▸ Source document:
+++
I have my first nervous breakdown of the year while at work, and almost leave. I watch Robin Hood: Prince Of Thieves in memory of Alan Rickman. I’m evicted from my home of eight years and have had the worst Christmas for that reason.
On Valentines Day we saw Deadpool and ate pizza. I unknowingly employed an unbelievably incapable person who will make my job a nightmare for the next ten months. I’m packing my life away.
We have the keys to our new house and eat Nando’s to celebrate, things may be looking up. Maybe. I disappear for the weekend to rehab and return with a slightly fresh perspective.
I admitted to the world that I’m bipolar and go social media cold turkey for a month. I can’t believe the response I get to admitting that I’ve lost my grip and the support received from total strangers. I’m secretly taking several medications at this point.
I plan a blog, but I’m held back by my fear of failing so I do nothing.
+++
▸ Exercise data:

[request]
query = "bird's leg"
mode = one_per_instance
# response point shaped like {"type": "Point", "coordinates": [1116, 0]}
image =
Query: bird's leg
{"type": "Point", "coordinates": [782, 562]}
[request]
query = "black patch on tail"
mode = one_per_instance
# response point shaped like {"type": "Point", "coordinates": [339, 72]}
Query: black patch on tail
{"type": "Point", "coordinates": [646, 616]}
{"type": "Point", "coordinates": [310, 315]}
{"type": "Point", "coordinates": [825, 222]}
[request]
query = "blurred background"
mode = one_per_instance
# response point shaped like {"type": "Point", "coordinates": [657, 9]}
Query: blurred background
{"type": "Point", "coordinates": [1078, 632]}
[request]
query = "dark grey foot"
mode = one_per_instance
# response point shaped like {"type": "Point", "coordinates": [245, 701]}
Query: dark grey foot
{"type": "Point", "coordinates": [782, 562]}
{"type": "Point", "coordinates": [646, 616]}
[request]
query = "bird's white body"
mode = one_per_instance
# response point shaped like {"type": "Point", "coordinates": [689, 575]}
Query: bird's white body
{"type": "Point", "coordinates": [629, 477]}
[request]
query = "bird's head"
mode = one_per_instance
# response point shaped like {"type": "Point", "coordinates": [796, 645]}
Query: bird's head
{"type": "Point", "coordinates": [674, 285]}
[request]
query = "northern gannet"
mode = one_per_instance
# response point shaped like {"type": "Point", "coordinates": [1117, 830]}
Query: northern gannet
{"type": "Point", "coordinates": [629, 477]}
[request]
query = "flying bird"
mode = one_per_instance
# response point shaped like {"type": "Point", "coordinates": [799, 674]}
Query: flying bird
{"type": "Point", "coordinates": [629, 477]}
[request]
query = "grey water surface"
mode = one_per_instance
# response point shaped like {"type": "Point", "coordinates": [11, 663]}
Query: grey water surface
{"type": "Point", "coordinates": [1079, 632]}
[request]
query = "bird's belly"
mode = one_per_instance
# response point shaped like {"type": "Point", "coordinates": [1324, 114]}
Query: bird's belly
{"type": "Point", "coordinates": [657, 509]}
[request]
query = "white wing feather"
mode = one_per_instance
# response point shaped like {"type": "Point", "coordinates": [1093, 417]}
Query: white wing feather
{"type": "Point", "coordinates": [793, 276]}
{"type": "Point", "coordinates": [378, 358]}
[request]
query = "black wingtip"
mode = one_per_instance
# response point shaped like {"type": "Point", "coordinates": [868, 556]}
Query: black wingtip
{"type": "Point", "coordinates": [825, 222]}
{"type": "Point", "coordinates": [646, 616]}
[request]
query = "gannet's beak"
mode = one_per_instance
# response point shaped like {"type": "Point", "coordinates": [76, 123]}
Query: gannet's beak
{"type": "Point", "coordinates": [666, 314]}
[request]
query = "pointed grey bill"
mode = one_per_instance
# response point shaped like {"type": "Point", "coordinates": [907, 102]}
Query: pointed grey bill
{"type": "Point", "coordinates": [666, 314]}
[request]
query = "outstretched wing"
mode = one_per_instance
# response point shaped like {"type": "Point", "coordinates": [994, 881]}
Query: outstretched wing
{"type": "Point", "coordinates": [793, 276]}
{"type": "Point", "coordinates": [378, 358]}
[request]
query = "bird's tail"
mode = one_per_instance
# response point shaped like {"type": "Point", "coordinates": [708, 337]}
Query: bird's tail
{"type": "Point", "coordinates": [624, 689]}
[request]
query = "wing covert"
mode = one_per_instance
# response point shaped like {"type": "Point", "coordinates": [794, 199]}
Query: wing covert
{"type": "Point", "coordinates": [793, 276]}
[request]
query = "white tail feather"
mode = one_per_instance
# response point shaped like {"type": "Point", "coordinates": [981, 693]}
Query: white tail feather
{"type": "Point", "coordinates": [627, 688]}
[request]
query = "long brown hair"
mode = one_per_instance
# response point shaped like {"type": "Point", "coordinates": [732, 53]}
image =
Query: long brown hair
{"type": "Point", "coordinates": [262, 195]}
+++
▸ Brief A: List every length of time that the personal account mentions.
▸ Brief B: Reproduce the personal account from "We have the" up to and including "slightly fresh perspective.".

▸ Written response A:
- eight years
- ten months
- a month
- the weekend

▸ Written response B:
We have the keys to our new house and eat Nando’s to celebrate, things may be looking up. Maybe. I disappear for the weekend to rehab and return with a slightly fresh perspective.